### Complete the following
1. In the text about car rides and talking with teenagers, what do psychologists call children playing side by side, doing similar things, without interacting directly?
2. Reproduce the text about car rides and talking with teenagers from "Car rides and snack breaks" up to and including "to speak honestly.".

### Text provided
That lesson has stayed with me. We tend to overthink the “big talk” and underappreciate the dozens of little conversations that add up to connection. When a teenager drops a bombshell in the car, it’s rarely because they planned a dramatic reveal; it’s typically because the car is a safe place. They’re facing forward, you’re not making eye contact, and the pressure is low. That’s when walls come down.

Why Car Rides and Snacks Matter

Car rides and snack breaks are powerful because they are unstructured moments. There’s no audience, there’s no stage, and there’s no pressure. In these settings, kids are more likely to bring up what’s really on their minds because the environment feels casual.

Psychologists describe “parallel play” as when children play side-by-side, doing similar things, yet without interacting directly. This is an important developmental bridge toward more interactive social play (Parten, 1932; Bakeman & Brownlee, 1980) Psychologists often suggest that this “parallel play” concept can make conversations feel safer. When we’re not staring a young person down, they feel less judged and more willing to speak honestly.

Turning Ordinary into Extraordinary

Beyond this tip from researchers, the key is to stop seeing these moments as throwaway time. The car ride isn’t just a commute from one place to the next, it’s a mobile confessional. A late-night kitchen visit isn’t just a snack; it’s an invitation to connect.

### Provided material
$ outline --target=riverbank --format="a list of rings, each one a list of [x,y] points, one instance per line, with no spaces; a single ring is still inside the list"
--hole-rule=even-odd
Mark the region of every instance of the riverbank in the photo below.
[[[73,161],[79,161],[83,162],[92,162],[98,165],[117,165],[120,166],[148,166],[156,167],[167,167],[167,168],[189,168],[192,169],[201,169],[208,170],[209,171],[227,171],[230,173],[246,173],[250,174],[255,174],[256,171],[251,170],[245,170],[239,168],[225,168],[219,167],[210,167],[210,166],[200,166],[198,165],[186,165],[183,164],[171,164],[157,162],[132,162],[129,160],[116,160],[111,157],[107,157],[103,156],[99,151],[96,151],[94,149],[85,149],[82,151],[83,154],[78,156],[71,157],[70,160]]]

### Task results
1. Parallel play.

2.
Car rides and snack breaks are powerful because they are unstructured moments. There’s no audience, there’s no stage, and there’s no pressure. In these settings, kids are more likely to bring up what’s really on their minds because the environment feels casual.

Psychologists describe “parallel play” as when children play side-by-side, doing similar things, yet without interacting directly. This is an important developmental bridge toward more interactive social play (Parten, 1932; Bakeman & Brownlee, 1980) Psychologists often suggest that this “parallel play” concept can make conversations feel safer. When we’re not staring a young person down, they feel less judged and more willing to speak honestly.